Stated goal
How many lines in the listing below contain the string "black"? Reply with the number alone.

■ ■ ■ ■ ■ ■ ■

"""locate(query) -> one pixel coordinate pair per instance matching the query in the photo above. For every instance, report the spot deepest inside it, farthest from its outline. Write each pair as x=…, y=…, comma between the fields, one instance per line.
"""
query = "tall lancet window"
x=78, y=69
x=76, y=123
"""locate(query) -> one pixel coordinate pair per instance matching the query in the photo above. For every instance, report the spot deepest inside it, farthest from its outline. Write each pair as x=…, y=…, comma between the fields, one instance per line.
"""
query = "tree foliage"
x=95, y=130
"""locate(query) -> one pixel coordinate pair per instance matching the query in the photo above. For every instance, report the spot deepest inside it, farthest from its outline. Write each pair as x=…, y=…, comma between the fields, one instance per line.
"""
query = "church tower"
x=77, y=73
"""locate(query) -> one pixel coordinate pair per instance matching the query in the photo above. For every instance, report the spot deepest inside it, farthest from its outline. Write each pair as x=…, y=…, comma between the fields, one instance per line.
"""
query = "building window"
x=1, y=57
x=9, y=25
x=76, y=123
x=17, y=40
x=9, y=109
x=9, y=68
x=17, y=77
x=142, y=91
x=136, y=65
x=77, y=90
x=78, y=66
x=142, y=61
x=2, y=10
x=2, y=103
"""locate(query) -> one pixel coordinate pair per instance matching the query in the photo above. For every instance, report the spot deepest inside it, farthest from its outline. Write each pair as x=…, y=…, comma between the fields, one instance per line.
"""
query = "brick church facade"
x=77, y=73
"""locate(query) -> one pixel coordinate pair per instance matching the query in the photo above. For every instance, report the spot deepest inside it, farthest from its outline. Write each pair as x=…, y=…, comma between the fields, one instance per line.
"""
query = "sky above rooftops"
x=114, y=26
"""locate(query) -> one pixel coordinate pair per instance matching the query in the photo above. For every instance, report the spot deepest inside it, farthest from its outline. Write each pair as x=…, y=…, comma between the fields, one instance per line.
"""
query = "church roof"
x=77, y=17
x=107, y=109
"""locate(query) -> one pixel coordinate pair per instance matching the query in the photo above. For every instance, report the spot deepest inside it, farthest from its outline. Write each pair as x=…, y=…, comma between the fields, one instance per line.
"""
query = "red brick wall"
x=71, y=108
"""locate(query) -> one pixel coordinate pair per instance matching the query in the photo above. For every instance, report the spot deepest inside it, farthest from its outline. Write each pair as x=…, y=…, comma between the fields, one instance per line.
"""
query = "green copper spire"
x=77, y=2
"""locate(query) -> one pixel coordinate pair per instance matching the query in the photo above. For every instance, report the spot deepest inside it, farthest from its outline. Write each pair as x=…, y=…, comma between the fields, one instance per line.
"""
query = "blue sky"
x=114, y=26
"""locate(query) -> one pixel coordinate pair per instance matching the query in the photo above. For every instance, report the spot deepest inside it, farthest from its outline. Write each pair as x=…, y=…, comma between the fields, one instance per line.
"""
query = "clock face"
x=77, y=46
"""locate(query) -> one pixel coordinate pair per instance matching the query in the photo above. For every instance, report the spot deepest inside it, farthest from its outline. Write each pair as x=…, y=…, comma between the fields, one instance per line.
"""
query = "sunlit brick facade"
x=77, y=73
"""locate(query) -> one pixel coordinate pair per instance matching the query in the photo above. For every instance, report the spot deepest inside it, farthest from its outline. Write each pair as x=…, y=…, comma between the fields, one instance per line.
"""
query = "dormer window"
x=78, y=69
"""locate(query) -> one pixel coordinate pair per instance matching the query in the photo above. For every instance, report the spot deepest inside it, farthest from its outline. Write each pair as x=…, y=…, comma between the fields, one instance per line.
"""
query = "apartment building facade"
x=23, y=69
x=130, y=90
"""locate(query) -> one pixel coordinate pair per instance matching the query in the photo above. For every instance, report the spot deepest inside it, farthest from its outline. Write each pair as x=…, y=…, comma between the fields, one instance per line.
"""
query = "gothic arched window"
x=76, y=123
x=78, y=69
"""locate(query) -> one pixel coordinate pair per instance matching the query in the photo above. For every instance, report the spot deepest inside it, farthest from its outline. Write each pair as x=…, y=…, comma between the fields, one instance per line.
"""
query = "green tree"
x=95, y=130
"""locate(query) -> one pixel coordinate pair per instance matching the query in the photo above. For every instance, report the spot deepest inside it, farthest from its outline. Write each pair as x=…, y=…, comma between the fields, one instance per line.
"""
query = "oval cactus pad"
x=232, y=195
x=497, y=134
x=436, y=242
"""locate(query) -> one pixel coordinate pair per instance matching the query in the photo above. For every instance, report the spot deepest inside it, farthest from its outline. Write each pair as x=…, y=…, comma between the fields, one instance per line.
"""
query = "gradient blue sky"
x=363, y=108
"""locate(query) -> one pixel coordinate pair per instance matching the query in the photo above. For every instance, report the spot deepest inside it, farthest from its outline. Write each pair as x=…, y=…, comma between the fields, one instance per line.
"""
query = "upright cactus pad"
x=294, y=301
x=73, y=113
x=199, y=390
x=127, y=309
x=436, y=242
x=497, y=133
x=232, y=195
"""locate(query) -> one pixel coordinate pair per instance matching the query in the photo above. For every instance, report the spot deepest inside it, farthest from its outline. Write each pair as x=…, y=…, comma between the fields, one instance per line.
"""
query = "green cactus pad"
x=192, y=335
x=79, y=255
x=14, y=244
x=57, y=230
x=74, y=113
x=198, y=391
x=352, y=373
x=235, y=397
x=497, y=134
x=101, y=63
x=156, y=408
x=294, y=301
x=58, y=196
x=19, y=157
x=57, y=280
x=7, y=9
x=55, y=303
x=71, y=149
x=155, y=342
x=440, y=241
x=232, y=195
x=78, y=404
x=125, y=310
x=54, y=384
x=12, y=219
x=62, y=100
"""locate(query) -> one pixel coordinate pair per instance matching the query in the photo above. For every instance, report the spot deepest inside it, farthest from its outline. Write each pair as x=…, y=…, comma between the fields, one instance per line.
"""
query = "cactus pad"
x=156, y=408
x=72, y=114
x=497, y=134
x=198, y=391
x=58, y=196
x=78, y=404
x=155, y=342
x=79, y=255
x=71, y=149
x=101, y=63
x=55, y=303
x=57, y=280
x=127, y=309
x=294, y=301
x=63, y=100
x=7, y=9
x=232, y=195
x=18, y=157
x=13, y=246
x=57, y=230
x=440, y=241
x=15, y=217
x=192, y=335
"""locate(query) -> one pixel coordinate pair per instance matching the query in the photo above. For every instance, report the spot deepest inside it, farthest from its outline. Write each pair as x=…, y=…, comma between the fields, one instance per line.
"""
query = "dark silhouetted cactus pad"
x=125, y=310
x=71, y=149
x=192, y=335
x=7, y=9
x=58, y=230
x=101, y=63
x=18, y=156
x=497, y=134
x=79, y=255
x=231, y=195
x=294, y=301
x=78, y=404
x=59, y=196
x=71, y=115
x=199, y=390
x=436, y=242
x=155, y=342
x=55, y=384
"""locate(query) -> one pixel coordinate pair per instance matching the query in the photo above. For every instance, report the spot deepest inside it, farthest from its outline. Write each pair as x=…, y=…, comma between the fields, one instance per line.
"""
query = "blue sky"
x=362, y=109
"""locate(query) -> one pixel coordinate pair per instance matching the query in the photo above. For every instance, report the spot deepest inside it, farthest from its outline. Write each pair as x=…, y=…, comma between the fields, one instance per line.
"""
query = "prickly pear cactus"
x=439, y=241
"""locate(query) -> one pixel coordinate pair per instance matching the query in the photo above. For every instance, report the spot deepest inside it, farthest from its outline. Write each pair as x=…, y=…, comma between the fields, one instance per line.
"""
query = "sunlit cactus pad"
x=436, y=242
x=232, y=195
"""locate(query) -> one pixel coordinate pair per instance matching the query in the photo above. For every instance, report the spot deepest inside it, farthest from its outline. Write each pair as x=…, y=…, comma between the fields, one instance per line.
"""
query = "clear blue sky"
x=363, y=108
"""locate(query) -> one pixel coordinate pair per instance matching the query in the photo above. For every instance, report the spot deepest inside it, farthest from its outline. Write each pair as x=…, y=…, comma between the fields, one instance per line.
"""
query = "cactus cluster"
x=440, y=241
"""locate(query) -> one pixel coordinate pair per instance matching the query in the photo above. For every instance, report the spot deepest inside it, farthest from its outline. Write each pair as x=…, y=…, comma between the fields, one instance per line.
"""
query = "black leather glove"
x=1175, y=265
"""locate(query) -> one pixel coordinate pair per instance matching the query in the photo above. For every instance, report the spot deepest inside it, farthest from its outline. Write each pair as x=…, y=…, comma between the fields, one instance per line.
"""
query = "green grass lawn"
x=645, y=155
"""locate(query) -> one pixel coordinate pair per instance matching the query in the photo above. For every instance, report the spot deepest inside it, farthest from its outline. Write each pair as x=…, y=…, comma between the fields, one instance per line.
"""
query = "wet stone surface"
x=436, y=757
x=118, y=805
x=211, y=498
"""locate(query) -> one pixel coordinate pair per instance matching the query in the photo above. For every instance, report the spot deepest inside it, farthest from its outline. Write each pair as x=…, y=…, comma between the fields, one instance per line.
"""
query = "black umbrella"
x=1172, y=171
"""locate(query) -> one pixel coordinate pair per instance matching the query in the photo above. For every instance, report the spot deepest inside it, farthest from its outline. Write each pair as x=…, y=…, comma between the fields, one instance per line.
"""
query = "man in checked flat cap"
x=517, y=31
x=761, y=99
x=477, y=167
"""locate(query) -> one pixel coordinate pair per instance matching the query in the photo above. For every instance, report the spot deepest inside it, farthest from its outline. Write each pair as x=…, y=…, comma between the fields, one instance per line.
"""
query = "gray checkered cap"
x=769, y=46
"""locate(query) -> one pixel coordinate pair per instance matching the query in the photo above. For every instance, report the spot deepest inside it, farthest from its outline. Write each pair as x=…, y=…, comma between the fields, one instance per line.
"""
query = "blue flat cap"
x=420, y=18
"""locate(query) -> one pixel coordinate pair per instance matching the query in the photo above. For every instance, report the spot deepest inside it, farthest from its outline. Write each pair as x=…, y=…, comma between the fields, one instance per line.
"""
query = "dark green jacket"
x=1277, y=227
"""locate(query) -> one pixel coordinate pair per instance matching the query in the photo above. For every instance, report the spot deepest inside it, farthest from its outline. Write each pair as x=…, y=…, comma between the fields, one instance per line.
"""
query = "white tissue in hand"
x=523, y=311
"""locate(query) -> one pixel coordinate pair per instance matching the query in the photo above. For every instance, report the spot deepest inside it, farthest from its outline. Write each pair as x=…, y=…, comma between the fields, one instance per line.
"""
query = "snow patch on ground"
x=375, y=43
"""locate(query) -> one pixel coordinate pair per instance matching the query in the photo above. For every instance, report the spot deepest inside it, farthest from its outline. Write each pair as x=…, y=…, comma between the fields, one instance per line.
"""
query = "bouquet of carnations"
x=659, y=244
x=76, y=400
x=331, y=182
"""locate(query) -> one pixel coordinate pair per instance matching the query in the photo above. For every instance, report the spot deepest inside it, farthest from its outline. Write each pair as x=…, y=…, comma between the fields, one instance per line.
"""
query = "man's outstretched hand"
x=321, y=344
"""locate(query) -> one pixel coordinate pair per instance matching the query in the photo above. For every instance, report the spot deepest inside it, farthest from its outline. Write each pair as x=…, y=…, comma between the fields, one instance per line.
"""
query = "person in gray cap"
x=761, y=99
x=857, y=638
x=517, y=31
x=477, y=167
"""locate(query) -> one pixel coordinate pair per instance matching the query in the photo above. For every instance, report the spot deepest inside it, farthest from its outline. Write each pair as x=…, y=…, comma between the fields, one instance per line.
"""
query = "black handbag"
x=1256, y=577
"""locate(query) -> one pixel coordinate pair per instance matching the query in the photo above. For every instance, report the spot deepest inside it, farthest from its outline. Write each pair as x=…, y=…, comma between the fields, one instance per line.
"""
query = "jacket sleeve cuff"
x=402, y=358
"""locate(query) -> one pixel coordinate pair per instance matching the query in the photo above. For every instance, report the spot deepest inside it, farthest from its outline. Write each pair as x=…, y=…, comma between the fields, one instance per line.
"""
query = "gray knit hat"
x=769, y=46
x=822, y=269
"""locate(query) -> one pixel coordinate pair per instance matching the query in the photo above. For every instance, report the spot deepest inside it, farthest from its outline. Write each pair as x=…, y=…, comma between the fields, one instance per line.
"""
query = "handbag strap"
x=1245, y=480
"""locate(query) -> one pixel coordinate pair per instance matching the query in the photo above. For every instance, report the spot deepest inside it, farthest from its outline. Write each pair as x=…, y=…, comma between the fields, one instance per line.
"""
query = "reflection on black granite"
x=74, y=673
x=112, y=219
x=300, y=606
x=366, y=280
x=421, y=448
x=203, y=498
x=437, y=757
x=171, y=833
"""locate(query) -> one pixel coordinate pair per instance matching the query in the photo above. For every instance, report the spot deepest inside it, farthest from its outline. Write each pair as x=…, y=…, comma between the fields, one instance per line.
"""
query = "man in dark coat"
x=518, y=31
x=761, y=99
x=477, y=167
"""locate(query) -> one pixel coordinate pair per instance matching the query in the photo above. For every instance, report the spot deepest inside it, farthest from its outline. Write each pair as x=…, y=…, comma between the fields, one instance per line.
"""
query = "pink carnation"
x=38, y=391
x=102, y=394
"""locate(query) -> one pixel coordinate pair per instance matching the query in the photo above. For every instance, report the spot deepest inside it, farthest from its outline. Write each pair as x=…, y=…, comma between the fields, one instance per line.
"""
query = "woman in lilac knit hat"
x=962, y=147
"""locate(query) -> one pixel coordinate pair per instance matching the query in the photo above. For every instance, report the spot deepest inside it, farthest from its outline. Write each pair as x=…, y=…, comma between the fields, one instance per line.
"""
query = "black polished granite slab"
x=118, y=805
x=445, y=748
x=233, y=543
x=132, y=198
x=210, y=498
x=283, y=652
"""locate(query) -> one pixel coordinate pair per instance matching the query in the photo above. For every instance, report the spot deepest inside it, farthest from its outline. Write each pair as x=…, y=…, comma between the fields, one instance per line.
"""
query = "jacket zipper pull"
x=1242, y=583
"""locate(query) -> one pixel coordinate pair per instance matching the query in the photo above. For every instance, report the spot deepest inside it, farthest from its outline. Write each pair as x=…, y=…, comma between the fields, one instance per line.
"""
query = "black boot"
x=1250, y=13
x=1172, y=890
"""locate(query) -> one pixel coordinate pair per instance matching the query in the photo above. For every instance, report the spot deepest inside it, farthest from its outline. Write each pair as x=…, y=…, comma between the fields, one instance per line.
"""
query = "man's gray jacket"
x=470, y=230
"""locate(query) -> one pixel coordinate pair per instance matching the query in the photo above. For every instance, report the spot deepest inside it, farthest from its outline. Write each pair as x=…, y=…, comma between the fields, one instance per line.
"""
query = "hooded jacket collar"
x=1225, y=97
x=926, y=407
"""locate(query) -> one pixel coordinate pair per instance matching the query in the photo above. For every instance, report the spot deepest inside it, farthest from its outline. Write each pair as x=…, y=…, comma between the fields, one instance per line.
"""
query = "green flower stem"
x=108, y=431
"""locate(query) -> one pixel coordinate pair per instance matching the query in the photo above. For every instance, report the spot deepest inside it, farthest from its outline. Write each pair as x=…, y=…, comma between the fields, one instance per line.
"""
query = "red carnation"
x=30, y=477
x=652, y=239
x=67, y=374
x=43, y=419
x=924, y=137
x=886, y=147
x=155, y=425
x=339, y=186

■ ■ ■ ■ ■ ■ ■

Complete response
6